■ Exercise task: Quote, without any change, the line that contains "Point to the camouflage" and all lines that follow it to the end of the data below.

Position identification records
▬▬▬
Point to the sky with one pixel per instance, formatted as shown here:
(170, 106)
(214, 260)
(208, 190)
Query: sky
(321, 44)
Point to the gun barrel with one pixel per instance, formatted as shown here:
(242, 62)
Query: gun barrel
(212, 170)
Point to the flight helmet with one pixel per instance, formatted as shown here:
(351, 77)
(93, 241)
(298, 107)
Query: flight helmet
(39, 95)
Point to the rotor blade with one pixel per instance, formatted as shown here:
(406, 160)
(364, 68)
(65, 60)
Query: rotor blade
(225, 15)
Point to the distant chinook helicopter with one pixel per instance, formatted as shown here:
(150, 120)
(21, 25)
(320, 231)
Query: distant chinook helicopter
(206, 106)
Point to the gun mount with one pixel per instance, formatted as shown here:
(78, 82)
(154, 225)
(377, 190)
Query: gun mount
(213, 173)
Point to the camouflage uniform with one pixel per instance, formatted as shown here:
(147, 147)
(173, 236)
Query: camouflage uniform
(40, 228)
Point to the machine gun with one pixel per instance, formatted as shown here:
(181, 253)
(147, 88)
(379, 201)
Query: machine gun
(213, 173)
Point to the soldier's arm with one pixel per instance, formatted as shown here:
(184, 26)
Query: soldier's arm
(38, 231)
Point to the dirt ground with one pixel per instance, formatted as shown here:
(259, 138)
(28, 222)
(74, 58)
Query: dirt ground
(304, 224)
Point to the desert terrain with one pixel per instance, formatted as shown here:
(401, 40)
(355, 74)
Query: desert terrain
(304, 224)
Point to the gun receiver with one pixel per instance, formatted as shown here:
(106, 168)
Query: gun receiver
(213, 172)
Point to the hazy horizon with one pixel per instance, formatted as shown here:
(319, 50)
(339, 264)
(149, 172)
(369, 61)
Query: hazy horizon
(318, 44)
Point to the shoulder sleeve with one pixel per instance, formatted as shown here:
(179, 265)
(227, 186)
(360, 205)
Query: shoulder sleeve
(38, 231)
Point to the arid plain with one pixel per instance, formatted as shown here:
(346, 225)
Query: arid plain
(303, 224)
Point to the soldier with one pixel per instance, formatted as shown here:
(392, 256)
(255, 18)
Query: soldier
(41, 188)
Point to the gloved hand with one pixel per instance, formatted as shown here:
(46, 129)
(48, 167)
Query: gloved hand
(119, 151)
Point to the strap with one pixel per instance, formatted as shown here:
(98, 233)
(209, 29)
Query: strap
▬▬▬
■ Task output:
Point to the camouflage uniform with one pixel per instance, formatted as shown here:
(147, 147)
(173, 236)
Query: camouflage uniform
(40, 228)
Point to the machine gun with one pixel per instance, formatted as shown here:
(181, 253)
(147, 88)
(379, 201)
Query: machine gun
(213, 173)
Point to the soldier's arm with one pixel per instance, formatted as shown here:
(184, 26)
Query: soldier's arm
(38, 231)
Point to the dirt ground with one pixel per instance, formatted as shown here:
(259, 138)
(28, 222)
(74, 58)
Query: dirt ground
(304, 224)
Point to the desert terrain with one pixel per instance, formatted as shown here:
(401, 40)
(355, 74)
Query: desert terrain
(304, 224)
Point to the gun receiver with one pixel per instance, formatted as shown here:
(106, 168)
Query: gun receiver
(213, 172)
Point to the hazy horizon with one pixel per instance, formatted as shown here:
(319, 50)
(339, 264)
(149, 172)
(369, 61)
Query: hazy horizon
(318, 44)
Point to the shoulder sleeve with one pixel per instance, formatted as shown here:
(179, 265)
(227, 186)
(360, 205)
Query: shoulder sleeve
(38, 231)
Point to the arid plain with one pixel per instance, formatted as shown here:
(346, 225)
Query: arid plain
(303, 224)
Point to the soldier with one pixel per instance, formatted as shown here:
(392, 256)
(255, 18)
Query: soldier
(41, 188)
Point to the gloved hand with one pixel per instance, formatted as shown here:
(46, 129)
(48, 167)
Query: gloved hand
(119, 151)
Point to the strap with one pixel per instance, formatted as shown here:
(98, 233)
(209, 29)
Query: strap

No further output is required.